[Collected data entries]

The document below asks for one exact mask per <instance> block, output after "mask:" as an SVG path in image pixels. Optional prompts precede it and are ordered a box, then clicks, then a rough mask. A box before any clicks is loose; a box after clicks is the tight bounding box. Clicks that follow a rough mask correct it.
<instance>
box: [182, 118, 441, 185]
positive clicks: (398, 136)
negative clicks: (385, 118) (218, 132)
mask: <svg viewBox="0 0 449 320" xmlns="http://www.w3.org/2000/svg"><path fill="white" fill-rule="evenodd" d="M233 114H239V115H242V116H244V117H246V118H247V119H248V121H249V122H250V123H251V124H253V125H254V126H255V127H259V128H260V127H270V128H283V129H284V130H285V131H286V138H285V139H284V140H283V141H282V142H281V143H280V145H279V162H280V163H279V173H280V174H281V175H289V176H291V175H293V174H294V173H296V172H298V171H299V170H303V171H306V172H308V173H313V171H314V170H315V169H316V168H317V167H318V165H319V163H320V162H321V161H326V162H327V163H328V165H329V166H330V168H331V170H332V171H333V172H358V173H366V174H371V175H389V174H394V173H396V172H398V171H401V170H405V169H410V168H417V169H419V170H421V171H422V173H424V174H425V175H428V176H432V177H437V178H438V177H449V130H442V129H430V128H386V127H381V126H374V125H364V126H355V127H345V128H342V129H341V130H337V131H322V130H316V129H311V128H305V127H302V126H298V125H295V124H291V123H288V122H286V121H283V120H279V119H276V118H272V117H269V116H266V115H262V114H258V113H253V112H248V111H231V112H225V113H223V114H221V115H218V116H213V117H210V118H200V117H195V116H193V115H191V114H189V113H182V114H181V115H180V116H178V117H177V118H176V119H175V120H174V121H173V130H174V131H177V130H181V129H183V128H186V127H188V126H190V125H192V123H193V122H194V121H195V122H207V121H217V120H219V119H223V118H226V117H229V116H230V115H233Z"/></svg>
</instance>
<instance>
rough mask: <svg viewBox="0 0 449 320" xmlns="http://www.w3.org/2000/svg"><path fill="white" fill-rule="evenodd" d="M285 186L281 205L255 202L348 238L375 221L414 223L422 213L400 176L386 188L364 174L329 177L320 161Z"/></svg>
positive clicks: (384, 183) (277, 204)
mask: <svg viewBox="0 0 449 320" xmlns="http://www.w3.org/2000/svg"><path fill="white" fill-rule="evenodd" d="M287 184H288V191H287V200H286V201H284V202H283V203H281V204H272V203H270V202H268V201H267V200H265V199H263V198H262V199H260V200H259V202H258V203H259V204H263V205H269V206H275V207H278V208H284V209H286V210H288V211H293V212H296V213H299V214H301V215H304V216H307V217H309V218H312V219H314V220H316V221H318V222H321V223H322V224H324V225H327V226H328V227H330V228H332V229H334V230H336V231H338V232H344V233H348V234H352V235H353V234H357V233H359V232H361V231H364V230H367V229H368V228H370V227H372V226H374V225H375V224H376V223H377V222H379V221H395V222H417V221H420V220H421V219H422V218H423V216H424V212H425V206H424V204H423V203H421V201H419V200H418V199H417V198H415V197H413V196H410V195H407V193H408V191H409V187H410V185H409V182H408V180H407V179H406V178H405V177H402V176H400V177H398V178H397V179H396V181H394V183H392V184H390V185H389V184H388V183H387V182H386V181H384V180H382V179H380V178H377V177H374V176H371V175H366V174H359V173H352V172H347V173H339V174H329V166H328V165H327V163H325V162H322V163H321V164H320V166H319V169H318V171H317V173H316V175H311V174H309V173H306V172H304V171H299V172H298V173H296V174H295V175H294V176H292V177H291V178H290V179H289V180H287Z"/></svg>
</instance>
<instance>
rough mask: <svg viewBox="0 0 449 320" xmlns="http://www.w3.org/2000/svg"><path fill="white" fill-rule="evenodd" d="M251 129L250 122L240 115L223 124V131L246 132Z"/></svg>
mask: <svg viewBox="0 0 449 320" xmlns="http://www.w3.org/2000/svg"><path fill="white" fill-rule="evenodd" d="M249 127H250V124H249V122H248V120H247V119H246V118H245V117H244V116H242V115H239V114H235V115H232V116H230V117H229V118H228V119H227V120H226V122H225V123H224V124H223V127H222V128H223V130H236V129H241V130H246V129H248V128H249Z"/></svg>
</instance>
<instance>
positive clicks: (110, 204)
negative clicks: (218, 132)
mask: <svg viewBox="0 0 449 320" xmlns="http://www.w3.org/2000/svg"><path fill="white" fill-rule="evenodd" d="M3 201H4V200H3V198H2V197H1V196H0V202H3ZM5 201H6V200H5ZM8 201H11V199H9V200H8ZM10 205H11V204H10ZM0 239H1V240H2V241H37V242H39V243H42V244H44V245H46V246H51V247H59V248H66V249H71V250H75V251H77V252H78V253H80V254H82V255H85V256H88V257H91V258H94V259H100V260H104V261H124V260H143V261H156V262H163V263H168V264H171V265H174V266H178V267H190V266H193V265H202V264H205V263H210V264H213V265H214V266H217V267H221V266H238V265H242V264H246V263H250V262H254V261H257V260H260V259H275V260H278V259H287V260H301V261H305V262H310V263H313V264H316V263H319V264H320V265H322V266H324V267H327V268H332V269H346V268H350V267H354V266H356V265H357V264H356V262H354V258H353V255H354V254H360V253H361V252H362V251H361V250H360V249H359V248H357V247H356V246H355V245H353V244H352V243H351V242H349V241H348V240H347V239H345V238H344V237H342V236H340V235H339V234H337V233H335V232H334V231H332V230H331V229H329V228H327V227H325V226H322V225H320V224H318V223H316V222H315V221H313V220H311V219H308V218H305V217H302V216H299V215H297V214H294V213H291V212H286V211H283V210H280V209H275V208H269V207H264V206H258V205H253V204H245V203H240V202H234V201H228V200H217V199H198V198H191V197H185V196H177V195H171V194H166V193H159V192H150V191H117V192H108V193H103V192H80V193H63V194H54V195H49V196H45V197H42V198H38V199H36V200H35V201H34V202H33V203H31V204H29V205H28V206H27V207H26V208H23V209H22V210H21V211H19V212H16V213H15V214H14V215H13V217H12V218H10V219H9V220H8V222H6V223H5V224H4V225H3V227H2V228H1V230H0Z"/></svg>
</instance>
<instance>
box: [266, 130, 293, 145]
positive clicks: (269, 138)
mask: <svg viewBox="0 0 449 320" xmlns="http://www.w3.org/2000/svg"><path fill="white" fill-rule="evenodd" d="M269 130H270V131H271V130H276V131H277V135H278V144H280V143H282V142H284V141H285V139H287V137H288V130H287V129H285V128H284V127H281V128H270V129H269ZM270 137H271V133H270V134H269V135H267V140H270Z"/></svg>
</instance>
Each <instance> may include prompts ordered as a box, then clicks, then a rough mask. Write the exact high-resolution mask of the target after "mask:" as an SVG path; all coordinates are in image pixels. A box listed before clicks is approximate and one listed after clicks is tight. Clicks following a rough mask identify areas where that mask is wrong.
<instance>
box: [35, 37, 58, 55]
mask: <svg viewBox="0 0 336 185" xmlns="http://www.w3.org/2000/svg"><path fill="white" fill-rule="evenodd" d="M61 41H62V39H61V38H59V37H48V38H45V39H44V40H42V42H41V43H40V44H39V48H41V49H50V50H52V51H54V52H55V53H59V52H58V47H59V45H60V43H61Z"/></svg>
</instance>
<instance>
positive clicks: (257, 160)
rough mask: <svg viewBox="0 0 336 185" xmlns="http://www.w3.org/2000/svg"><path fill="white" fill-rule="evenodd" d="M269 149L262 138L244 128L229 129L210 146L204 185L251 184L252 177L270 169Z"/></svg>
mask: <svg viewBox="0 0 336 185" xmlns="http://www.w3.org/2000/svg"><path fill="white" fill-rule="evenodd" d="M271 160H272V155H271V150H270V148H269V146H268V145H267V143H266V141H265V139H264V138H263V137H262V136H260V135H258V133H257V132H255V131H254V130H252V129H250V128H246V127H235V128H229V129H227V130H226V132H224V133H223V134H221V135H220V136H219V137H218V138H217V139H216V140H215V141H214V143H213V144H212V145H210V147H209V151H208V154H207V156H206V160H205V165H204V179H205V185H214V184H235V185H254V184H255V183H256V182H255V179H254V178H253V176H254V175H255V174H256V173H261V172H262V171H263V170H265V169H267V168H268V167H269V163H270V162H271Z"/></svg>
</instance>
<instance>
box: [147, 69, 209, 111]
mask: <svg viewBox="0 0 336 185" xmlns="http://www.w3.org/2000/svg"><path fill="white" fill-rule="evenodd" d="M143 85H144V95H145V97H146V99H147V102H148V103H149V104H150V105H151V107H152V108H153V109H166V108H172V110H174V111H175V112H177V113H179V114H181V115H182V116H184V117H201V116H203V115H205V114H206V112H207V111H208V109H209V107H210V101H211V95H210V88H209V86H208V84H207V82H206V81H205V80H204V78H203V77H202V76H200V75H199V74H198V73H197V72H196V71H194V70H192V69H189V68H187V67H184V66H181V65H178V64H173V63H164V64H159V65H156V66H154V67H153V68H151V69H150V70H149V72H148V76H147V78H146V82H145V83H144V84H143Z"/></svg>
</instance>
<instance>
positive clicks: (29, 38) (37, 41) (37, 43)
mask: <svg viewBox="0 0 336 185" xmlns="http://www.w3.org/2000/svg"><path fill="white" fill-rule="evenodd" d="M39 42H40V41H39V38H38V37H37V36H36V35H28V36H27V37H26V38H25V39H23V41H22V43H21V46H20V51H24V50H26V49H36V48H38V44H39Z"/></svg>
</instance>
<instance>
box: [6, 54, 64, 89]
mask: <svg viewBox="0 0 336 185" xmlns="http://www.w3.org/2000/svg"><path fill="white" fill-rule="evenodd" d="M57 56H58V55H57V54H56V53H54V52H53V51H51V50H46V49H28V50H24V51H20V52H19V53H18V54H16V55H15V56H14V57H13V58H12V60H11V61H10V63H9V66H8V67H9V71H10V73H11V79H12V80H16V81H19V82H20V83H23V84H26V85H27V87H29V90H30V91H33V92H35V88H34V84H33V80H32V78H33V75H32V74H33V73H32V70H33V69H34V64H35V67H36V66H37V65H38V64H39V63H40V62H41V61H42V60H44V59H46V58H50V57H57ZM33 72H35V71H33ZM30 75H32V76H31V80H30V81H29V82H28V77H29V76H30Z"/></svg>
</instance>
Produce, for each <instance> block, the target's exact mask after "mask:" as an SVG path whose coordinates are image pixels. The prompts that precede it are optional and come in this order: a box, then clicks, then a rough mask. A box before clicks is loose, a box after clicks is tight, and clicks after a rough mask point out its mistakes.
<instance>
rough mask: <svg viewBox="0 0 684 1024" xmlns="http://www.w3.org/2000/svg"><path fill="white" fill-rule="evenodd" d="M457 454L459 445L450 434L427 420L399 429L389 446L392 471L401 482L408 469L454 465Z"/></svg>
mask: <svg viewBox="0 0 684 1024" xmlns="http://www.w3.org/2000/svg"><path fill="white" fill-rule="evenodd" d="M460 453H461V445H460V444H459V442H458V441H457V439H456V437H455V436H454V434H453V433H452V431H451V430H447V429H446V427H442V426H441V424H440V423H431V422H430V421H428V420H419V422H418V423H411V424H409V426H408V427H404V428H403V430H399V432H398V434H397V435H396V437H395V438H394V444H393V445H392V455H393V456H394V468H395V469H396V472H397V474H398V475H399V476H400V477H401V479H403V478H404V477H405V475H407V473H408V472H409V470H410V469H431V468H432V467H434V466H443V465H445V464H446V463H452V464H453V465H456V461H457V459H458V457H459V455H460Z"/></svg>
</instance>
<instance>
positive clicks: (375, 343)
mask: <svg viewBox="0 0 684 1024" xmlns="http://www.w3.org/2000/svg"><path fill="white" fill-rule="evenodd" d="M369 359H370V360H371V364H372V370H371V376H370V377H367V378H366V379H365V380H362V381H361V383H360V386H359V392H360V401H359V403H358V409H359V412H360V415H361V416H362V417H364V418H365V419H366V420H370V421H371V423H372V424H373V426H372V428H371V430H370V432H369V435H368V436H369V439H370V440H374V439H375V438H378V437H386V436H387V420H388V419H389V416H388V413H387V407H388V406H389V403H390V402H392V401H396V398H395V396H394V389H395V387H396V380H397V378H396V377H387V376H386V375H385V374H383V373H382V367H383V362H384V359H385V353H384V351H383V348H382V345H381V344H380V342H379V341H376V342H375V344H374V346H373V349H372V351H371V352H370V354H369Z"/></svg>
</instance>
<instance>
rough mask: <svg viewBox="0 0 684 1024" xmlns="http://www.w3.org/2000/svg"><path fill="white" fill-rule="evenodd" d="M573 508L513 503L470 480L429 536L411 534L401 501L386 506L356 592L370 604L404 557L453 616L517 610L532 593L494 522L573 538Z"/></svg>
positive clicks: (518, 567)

What to work on: The lines to copy are those above that contain "target".

Answer to this problem:
Each <instance> may include prompts ordered as a box, then clicks, then a rough mask. Write the exact high-resolution mask of the target after "mask:" as an SVG path; all coordinates are in image pixels. A box listed before clicks is approximate and one listed after clicks is tight. Clicks following a rough mask identify areas where that mask is wrong.
Produce, for each <instance> block, the target's exact mask after "mask:" as an SVG path whose coordinates are image pixels. The prompts that precede it are optional and come in this order: a box, then clicks, then a rough mask. A box before clicks is loose, a box after clicks is tight, and clicks after a rough mask point out its mistakes.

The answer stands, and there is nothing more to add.